• _EXTRAIT ÉTUDIÉ_:
________

Célébrer les anniversaires, sorte de retrait constant vers l’histoire, proche ou lointaine, n’est probablement pas de bon augure. Serait-ce la marque des peuples en régression, pour ne pas dire en échec ? Voilà que le Maroc se laisse discrètement aller à cette nostalgie. Pourquoi ?

Il n’est toujours pas possible, après un demi-siècle, d’écrire une histoire du Maroc « libre ». Ce sont les historiens marocains qui le disent, dans les rapports publiés par la « Commission scientifique du Cinquantenaire ». Le rappel des espoirs nourris par la population marocaine avant 1955, qui comptait à peine neuf millions d’habitants, ainsi que les objectifs assignés à l’indépendance par le mouvement national montrent qu’on est loin, aujourd’hui, des succès qui devaient caractériser le « jihad majeur » de la liberté retrouvée, une fois réussi le « jihad mineur » de la fin de l’ère coloniale. Jihad = guerre sainte, vous avez bien lu. Car l’indépendance et la liberté ne s’obtiennent, messieurs les laquais du néo-colonialisme, que par la lutte et le renversement des rapports de force. Il serait bon que l’on s’en souvienne dans quelques parties des continents qui jouissent - c’est bien ça, jouir - d’une liberté octroyée toujours contrôlée par les « puissances tutélaires ».

________

• _CONSIGNES_:
1) D'après l'extrait sur le Maroc, combien d'habitants la population marocaine comptait-elle avant 1955 ?
2) Recopiez l'extrait sur le Maroc en partant des mots « Célébrer les anniversaires, sorte » et en vous arrêtant après « nostalgie. Pourquoi ? ».
3) Prolongez l'extrait sur le Maroc à partir de sa dernière phrase.
La liste ci-après forme un matériel distinct de l'extrait.

________

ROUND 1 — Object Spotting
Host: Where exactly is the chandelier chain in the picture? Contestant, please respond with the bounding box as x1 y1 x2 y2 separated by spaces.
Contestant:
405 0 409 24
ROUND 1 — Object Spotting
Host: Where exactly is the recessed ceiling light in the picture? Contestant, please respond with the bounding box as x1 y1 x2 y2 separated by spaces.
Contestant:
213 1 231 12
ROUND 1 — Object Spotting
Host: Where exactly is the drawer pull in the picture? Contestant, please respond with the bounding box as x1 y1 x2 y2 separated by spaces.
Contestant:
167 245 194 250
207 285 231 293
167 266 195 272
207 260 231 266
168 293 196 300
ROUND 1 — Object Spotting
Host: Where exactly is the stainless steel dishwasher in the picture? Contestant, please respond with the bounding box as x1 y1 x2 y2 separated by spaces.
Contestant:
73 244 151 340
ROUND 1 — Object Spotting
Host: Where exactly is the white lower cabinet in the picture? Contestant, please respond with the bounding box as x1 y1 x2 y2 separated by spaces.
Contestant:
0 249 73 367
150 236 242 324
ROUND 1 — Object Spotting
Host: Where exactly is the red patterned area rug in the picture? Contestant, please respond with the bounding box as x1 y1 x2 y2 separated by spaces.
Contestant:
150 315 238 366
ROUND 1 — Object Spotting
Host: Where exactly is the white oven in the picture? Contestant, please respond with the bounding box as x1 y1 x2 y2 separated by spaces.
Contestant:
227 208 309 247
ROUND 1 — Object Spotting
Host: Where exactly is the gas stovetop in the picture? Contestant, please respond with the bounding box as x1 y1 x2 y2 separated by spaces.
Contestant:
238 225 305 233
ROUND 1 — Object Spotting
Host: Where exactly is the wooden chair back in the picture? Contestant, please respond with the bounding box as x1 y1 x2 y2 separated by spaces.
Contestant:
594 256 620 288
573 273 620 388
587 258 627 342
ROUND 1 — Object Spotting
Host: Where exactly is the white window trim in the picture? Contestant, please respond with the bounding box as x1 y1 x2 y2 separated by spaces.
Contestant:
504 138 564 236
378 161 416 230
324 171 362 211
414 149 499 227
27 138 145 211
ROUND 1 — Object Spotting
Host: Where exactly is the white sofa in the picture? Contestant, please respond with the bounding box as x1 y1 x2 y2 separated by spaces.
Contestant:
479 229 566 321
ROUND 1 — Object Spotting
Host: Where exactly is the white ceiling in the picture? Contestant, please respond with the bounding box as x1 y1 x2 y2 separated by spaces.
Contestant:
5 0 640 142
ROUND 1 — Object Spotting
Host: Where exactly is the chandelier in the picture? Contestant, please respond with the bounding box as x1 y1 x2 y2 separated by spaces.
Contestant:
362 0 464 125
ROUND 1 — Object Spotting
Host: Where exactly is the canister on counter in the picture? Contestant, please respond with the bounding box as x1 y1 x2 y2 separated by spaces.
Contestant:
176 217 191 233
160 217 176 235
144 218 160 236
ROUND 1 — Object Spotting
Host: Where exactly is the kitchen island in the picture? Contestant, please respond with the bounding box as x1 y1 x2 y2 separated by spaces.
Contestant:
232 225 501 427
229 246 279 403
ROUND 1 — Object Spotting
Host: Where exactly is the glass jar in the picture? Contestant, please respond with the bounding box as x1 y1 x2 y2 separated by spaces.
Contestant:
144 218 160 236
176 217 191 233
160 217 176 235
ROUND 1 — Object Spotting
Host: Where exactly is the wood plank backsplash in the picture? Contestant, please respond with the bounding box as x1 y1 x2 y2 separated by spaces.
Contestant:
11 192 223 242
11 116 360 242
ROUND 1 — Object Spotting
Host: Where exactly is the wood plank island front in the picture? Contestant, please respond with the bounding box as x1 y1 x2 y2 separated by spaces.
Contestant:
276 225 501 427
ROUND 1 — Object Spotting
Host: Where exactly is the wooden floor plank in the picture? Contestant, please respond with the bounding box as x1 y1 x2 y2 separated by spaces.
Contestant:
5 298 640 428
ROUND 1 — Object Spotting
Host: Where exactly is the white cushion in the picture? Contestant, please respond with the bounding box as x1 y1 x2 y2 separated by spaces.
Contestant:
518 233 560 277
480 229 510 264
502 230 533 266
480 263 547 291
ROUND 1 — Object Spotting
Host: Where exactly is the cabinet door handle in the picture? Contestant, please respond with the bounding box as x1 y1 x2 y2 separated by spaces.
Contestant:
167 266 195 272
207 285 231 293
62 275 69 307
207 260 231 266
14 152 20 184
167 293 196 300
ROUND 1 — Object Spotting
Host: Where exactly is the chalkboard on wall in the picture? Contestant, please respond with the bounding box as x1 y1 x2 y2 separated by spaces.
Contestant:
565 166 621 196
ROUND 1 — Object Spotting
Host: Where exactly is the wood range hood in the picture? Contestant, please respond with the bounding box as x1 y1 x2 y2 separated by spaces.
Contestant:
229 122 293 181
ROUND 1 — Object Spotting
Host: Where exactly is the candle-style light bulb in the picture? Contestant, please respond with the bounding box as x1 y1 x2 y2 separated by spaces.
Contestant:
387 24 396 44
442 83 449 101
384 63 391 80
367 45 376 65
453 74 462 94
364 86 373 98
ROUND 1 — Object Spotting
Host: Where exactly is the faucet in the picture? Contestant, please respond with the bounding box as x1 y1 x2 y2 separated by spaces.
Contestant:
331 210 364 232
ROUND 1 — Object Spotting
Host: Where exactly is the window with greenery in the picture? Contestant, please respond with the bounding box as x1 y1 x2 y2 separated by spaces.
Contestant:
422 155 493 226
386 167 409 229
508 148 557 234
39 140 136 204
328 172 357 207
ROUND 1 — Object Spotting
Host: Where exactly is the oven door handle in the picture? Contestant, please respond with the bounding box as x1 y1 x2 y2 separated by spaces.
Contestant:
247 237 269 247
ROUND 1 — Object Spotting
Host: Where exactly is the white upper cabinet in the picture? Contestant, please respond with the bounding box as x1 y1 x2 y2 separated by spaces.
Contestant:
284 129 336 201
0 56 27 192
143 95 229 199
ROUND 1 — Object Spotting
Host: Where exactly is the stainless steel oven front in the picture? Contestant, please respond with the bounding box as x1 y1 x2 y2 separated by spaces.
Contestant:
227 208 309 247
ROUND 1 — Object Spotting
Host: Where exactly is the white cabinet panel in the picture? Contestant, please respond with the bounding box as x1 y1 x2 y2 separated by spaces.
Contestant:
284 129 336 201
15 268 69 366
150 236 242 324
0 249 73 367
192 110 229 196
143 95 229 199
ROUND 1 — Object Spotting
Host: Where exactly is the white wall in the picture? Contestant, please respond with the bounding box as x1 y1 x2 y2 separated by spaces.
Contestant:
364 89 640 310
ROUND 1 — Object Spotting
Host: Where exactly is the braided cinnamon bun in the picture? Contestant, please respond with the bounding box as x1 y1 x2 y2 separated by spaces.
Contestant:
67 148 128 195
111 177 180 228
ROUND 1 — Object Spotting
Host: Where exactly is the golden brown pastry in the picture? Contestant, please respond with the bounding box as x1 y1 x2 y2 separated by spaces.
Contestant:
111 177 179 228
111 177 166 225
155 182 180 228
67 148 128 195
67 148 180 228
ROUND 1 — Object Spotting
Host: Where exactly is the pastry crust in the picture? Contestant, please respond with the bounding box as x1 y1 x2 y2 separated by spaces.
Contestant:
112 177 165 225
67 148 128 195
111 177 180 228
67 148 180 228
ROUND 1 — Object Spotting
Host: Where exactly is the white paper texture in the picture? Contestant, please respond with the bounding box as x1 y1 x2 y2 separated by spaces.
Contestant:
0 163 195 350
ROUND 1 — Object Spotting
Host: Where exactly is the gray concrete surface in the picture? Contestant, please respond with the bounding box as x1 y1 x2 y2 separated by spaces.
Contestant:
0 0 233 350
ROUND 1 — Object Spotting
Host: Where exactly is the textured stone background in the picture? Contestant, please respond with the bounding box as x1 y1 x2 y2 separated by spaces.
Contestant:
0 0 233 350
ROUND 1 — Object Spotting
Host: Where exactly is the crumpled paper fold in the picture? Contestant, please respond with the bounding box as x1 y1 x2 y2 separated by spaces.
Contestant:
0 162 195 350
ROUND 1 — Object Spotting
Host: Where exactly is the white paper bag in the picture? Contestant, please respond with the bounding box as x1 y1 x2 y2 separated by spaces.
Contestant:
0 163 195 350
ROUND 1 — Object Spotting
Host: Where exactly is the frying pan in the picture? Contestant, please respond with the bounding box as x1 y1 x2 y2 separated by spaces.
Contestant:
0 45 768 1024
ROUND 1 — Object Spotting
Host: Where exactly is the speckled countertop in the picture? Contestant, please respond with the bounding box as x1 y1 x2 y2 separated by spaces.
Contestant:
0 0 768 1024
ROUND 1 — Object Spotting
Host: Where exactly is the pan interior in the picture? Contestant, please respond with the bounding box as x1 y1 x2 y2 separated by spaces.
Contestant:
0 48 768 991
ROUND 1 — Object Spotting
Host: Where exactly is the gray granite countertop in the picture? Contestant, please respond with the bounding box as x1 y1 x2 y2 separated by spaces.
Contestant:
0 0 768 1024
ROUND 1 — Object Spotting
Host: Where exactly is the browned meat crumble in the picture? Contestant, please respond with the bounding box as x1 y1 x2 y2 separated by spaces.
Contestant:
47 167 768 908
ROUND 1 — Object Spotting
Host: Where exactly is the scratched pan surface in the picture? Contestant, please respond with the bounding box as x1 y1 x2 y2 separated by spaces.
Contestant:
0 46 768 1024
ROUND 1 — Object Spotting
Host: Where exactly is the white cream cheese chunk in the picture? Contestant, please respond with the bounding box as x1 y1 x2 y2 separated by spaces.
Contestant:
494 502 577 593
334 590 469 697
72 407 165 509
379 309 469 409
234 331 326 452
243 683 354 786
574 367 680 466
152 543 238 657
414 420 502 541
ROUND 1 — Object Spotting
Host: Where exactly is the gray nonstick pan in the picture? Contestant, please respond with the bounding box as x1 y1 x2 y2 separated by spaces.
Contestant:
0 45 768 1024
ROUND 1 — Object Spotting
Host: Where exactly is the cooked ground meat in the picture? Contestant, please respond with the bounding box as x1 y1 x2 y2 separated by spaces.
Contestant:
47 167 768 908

________

• _RÉPONSES PAR CONSIGNE_:
1) À peine neuf millions d'habitants.

2)
Célébrer les anniversaires, sorte de retrait constant vers l’histoire, proche ou lointaine, n’est probablement pas de bon augure. Serait-ce la marque des peuples en régression, pour ne pas dire en échec ? Voilà que le Maroc se laisse discrètement aller à cette nostalgie. Pourquoi ?

3)
À l’époque, la jeune idéologue qu’était Cassandre s’était bruyamment manifestée, jusque dans le mellah de Sefrou ou dans celui de Safi (un mellah, au Maroc, c’était un quartier « réservé » aux juifs que nous autres, Européens libéraux, appelons, depuis Venise, un ghetto). Elle se félicitait des intentions manifestées par le sultan Mohamed V (nouveau nom de Sidi Mohamed ben Youssef après l’indépendance) qui garantissait que le rétablissement de l’empire chérifien lui permettrait « d’assurer le bonheur de tous ses sujets, sans distinction de race ou de religion ». Cassandre a passé son enfance et une partie de son adolescence à Rabat, au temps du Protectorat, jusqu’en septembre 1952 où elle « monta » à Paris préparer à la fois Sciences Po et la géographie en Sorbonne. Elle campait sur la plage de Skhirat lorsque le sultan Sidi Mohamed ben Youssef fut brutalement déporté et exilé à Madagascar, en août 1953. À 20 ans, on ose des jugements sévères. Elle clama dans les rues que le Résident général français était un vieux con doublé d’une brute galonnée. Son milieu ne lui pardonna pas d’être devenue, si jeune, à la fois une nationaliste marocaine et une anticolonialiste française. La moitié de ses copains de terminale et de propédeutique - l’autre moitié était constituée de Marocains - l’ignora désormais, tout comme devint étranger aux siens son meilleur ami, Paul Pascon, qui devait devenir un sociologue marocain brillant, adversaire du nouveau régime à partir des années 1960. Il mourut en mission en Mauritanie le 22 avril 1985 dans un accident de voiture suspect, pour le moins. Salut, Paul.

Le roi Hassan II, une fois son père mort, conçut en 1962 une constitution qui devait faire du Maroc une « monarchie constitutionnelle, démocratique et sociale ». Sic ! Cassandre n’aimait pas l’homme et n’aime toujours pas son souvenir. Ce jeune roi, à l’époque (1961-1999, dates de règne) avait même fait lever les enthousiasmes, au quarantième jour du décès de son père, jour sacré : « devant le peuple, je promets de lutter avec le peuple, ainsi que tu l’as fait, pour le bien du peuple, puisant ma force dans le peuple et mettant le Trône au service du peuple, afin que nous puissions construire la société musulmane heureuse que tu voulais, et afin que notre peuple connaisse le progrès et le développement, toujours attaché à sa religion et aux valeurs suprêmes ». Cassandre avait grogné à l’évocation de la religion et des valeurs suprêmes. Elle aurait dû mieux comprendre le vrai sens du discours. Hassan II disait clairement, ce que son long règne a montré, qu’il était décidé, en fait, à mettre à la puissance six le peuple au service du Trône.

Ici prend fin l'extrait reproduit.